#### Work to do:
Reproduce the material below word for word, leaving out the pictures.

#### Task material:
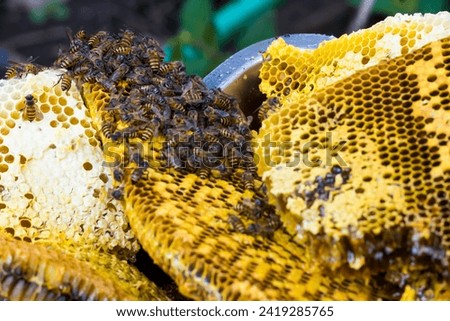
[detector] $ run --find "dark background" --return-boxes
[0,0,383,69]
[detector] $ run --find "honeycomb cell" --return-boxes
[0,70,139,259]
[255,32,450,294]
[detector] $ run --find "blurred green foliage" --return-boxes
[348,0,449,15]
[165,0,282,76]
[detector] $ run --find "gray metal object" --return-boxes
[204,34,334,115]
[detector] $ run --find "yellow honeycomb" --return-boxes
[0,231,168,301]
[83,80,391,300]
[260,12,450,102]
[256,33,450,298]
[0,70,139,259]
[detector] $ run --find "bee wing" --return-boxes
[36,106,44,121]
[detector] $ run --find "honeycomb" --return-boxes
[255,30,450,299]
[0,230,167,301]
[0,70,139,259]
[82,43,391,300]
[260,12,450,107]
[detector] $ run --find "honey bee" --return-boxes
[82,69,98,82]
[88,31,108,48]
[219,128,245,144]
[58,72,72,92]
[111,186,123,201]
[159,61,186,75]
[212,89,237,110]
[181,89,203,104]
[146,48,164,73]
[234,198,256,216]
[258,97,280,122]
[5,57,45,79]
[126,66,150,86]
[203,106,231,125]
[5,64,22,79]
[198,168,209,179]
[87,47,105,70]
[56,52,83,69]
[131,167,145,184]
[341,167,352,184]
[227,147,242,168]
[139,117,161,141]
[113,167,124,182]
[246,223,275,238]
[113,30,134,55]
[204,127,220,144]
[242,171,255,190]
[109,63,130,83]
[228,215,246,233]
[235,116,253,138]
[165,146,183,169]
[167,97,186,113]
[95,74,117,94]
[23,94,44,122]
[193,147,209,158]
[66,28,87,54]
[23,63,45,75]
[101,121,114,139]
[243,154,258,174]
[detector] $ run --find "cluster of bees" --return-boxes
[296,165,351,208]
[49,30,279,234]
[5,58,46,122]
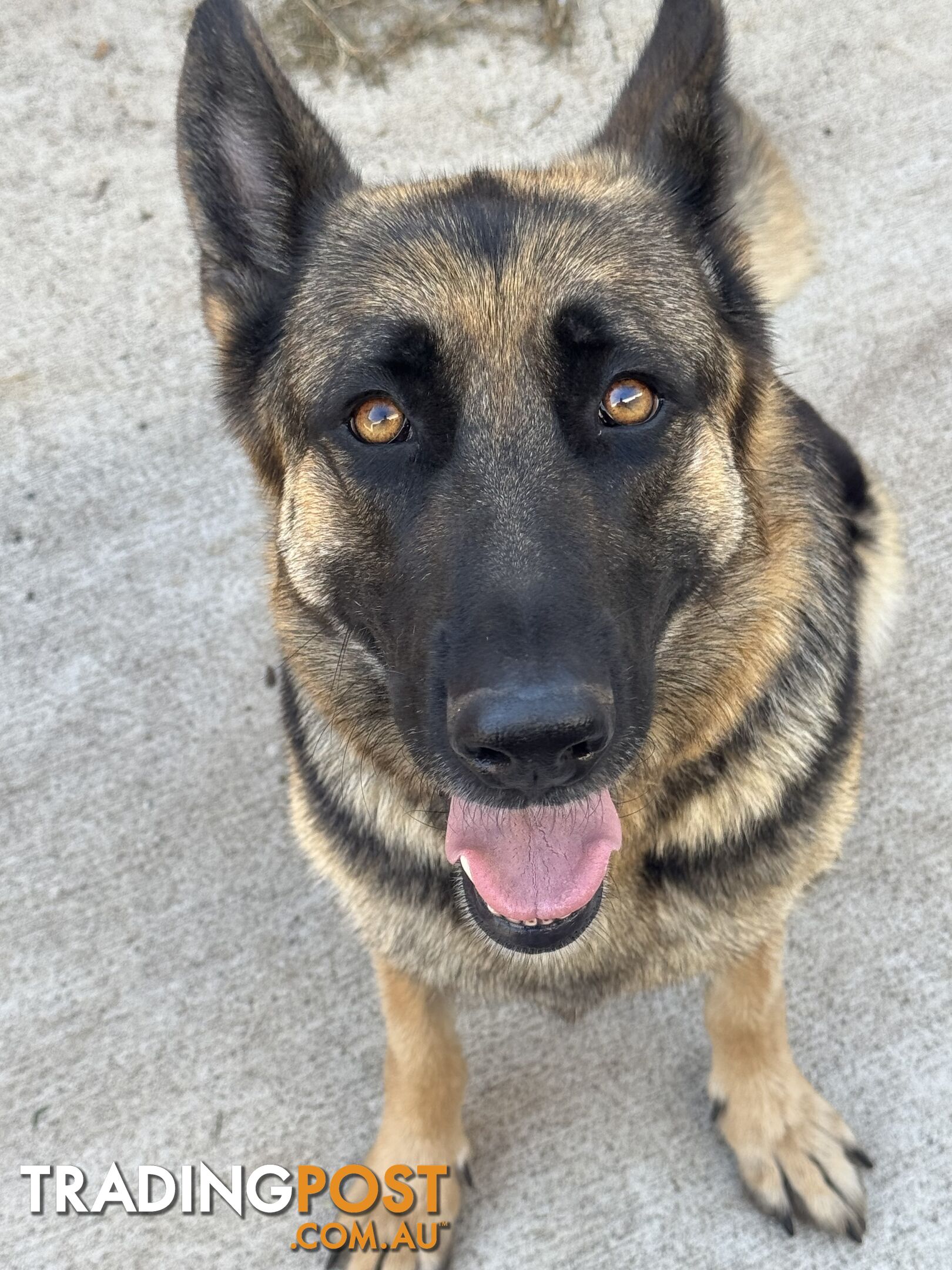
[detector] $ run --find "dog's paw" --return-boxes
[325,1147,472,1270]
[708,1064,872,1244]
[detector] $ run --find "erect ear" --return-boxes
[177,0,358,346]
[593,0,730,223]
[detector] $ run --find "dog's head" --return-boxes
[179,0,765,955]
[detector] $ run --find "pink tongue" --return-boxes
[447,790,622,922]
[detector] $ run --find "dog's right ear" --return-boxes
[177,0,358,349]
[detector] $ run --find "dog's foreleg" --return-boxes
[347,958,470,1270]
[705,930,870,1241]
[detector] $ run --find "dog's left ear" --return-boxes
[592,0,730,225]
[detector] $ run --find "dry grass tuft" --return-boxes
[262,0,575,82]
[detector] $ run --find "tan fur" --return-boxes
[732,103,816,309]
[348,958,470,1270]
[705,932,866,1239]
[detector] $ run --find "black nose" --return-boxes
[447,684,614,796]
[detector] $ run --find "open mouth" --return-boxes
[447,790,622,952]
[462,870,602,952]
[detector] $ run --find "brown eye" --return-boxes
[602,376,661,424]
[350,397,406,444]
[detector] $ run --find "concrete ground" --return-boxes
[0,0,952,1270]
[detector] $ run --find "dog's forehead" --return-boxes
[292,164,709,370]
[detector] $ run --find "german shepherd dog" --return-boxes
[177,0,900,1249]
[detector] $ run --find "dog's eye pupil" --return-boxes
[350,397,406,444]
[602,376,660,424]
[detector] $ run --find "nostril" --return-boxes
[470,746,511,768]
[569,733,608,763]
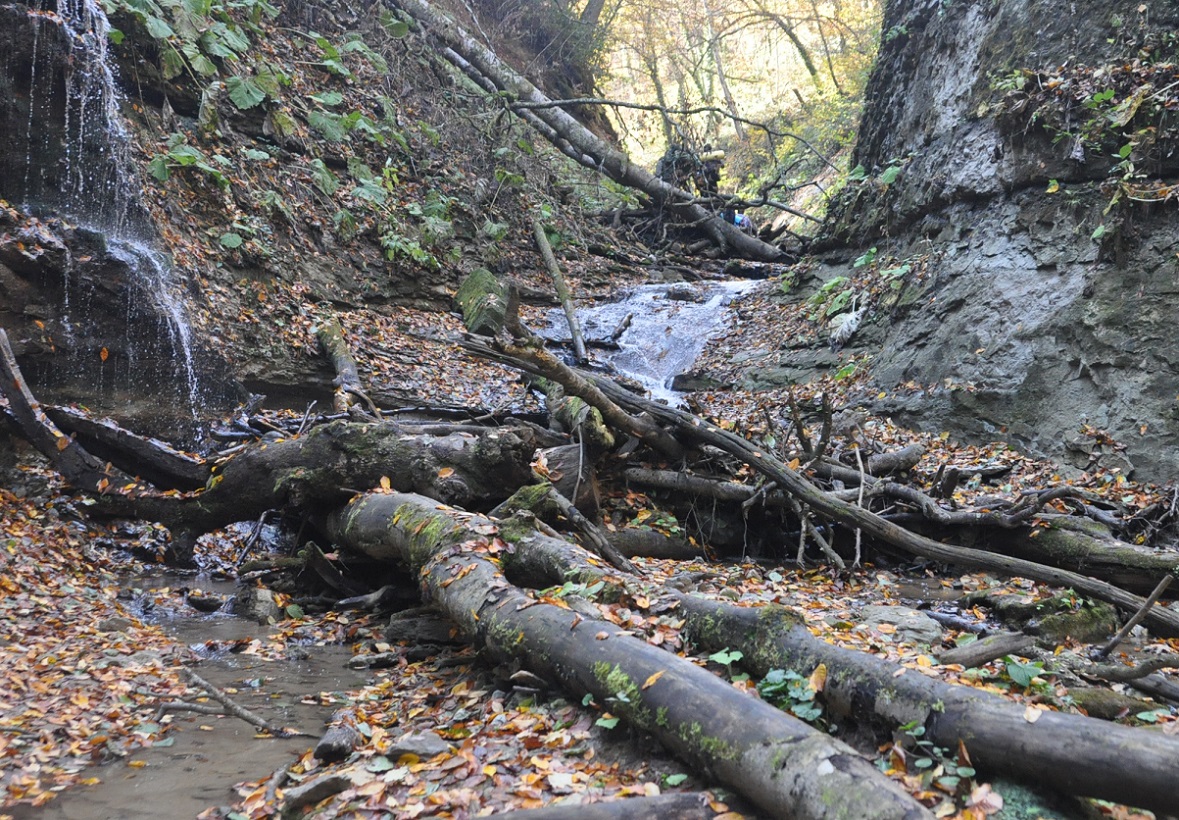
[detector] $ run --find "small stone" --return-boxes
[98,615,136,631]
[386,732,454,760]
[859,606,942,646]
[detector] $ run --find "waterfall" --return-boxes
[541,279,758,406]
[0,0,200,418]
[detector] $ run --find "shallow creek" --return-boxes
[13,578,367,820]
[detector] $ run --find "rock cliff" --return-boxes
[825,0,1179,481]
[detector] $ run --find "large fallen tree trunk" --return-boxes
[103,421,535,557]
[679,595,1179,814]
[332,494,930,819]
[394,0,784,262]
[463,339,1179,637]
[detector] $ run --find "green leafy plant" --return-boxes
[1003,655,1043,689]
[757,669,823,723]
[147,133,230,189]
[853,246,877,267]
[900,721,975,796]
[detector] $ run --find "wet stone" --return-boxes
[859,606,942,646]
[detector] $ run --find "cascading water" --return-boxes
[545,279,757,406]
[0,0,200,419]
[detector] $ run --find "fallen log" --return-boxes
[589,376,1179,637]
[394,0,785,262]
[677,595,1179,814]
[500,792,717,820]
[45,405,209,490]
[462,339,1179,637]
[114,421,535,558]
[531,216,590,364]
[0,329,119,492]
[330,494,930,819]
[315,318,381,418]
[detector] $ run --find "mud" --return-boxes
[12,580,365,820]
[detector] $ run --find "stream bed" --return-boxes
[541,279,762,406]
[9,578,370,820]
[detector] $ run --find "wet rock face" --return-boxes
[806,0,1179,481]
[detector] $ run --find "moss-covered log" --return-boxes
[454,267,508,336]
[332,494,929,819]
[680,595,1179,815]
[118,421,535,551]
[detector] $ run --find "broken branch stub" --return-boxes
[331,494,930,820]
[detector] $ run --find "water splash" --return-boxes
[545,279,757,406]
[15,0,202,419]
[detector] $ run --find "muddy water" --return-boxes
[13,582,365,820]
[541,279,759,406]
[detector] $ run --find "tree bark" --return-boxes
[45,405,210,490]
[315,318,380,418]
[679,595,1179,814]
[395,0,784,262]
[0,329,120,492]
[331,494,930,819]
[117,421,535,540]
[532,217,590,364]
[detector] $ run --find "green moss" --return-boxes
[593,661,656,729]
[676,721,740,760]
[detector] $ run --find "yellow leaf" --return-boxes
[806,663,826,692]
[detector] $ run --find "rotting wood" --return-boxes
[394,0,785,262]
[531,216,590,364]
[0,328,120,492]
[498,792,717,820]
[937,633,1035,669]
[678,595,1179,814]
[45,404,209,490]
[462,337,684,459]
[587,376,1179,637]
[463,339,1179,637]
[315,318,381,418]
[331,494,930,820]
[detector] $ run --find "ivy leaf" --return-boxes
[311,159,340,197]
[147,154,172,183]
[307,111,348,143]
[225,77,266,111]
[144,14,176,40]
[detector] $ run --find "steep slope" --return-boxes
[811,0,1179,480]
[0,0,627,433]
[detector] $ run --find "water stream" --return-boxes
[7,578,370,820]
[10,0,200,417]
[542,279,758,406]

#### Reply:
[detector] $ run --find "dark background" --return-boxes
[0,0,383,69]
[detector] $ run --find "honeycomb cell" --return-boxes
[0,70,139,259]
[255,32,450,294]
[detector] $ run --find "blurred green foliage" --return-boxes
[348,0,449,15]
[165,0,282,76]
[detector] $ run --find "gray metal object" --return-boxes
[204,34,334,115]
[detector] $ run --find "yellow honeycomb" --return-boxes
[0,231,168,301]
[83,80,391,300]
[260,12,450,102]
[256,33,450,298]
[0,70,139,259]
[detector] $ run --find "bee wing" --return-boxes
[36,106,44,121]
[detector] $ run --find "honeycomb" --return-boxes
[255,30,450,299]
[0,230,167,301]
[0,70,139,259]
[82,43,391,300]
[260,12,450,107]
[detector] $ run --find "honey bee" --return-boxes
[82,69,98,82]
[88,31,108,48]
[219,128,245,144]
[58,72,72,92]
[111,186,123,201]
[159,61,186,75]
[212,89,237,110]
[181,89,203,104]
[146,48,164,73]
[234,198,256,216]
[258,97,280,122]
[5,57,45,79]
[126,66,150,86]
[203,106,231,125]
[5,64,22,79]
[198,168,209,179]
[87,47,105,70]
[56,52,83,69]
[131,167,145,184]
[341,167,352,184]
[227,147,242,168]
[139,117,161,141]
[113,167,124,182]
[246,223,275,238]
[113,30,134,55]
[204,127,220,144]
[242,171,255,190]
[109,63,130,83]
[228,215,246,233]
[235,116,253,138]
[165,146,183,169]
[167,97,186,113]
[95,74,117,94]
[23,94,44,122]
[193,147,209,158]
[66,28,87,54]
[23,63,45,75]
[101,121,114,139]
[243,154,258,174]
[detector] $ run --find "cluster of bees" --return-boxes
[296,165,351,208]
[49,30,279,234]
[5,58,46,122]
[detector] $ run --find "dog's paw" --return-boxes
[325,1147,472,1270]
[708,1064,872,1244]
[detector] $ run --find "erect ear" --return-boxes
[177,0,358,346]
[593,0,730,223]
[detector] $ run --find "dog's head" --return-boxes
[179,0,765,955]
[detector] $ run --find "pink tongue" --return-boxes
[447,790,622,922]
[detector] $ run --find "dog's right ear" --return-boxes
[177,0,358,349]
[detector] $ run --find "dog's foreleg" --return-boxes
[347,958,470,1270]
[705,930,870,1241]
[detector] $ run --find "dog's left ear" --return-boxes
[592,0,730,225]
[detector] $ run --find "dry grass tuft" --return-boxes
[262,0,575,82]
[detector] $ run --find "tan fur" --return-boxes
[732,103,816,309]
[348,958,470,1270]
[705,932,866,1239]
[detector] $ run --find "black nose" --return-boxes
[447,684,614,796]
[detector] $ run --find "open mouth" --return-boxes
[447,790,622,952]
[462,870,602,952]
[detector] $ run --find "brown eye" --return-boxes
[602,376,661,424]
[350,397,406,444]
[detector] $ run --find "concrete ground" --return-boxes
[0,0,952,1270]
[detector] $ run --find "dog's forehead" --return-boxes
[292,164,709,370]
[detector] $ run --find "german shepherd dog" --return-boxes
[177,0,900,1249]
[detector] $ run --find "dog's eye pupil" --return-boxes
[350,397,406,444]
[602,376,660,424]
[detector] $ run --find "nostril" --return-boxes
[470,746,511,768]
[569,733,608,763]
[detector] $ run --find "small stone" --return-boxes
[98,615,136,631]
[386,732,454,760]
[859,606,942,646]
[detector] $ run --find "waterfall" --return-boxes
[541,279,758,406]
[0,0,200,418]
[detector] $ run --find "shallow creek" --return-boxes
[13,578,367,820]
[detector] $ run --find "rock cliff" --return-boxes
[825,0,1179,481]
[detector] $ run --find "large fallen tree trunk" --return-boxes
[103,421,535,557]
[679,595,1179,814]
[332,494,930,819]
[394,0,784,262]
[463,339,1179,637]
[detector] $ run --find "green leafy plant" --return-boxes
[1003,655,1043,689]
[757,669,823,723]
[147,133,230,189]
[853,246,877,267]
[900,721,975,796]
[detector] $ run --find "wet stone" --return-boxes
[859,606,942,646]
[detector] $ run --find "cascading water" --return-boxes
[545,279,757,406]
[0,0,200,419]
[detector] $ run --find "fallen log" --return-boxes
[589,376,1179,637]
[394,0,785,262]
[677,595,1179,814]
[500,792,717,820]
[45,405,209,490]
[462,339,1179,637]
[114,421,535,558]
[531,216,590,364]
[0,329,119,492]
[330,494,930,819]
[315,318,381,418]
[detector] $ run --find "mud" --return-boxes
[12,580,365,820]
[detector] $ run --find "stream bed" --return-boxes
[541,279,762,406]
[9,578,370,820]
[detector] $ run --find "wet rock face" --return-boxes
[806,0,1179,481]
[detector] $ run --find "moss-covered log" --return-boxes
[454,267,508,336]
[332,494,929,819]
[680,595,1179,815]
[118,421,535,551]
[detector] $ run --find "broken branch stub" --return-boxes
[331,494,930,820]
[detector] $ run --find "water splash" --return-boxes
[545,279,757,406]
[15,0,202,419]
[detector] $ run --find "muddy water" --return-boxes
[13,582,365,820]
[541,279,759,406]
[detector] $ run --find "tree bark" --return-boxes
[45,405,210,490]
[315,318,380,418]
[679,595,1179,814]
[395,0,784,262]
[0,329,120,492]
[331,494,930,819]
[117,421,535,540]
[532,217,590,364]
[detector] $ run --find "green moss" --return-boxes
[593,661,656,729]
[676,721,740,760]
[detector] $ run --find "yellow leaf" --return-boxes
[806,663,826,692]
[detector] $ run --find "rotting wood" --return-boxes
[394,0,785,262]
[531,216,590,364]
[0,328,120,492]
[498,792,717,820]
[937,633,1035,669]
[678,595,1179,814]
[45,404,209,490]
[462,337,684,459]
[587,376,1179,637]
[463,339,1179,637]
[315,318,381,418]
[331,494,930,820]
[detector] $ run --find "ivy leaf" --return-boxes
[311,159,340,197]
[147,154,172,183]
[307,111,348,143]
[225,77,266,111]
[144,14,176,40]
[detector] $ run --find "steep slope" --return-boxes
[811,0,1179,480]
[0,0,627,433]
[detector] $ run --find "water stream" --return-boxes
[7,578,370,820]
[10,0,200,417]
[542,279,758,406]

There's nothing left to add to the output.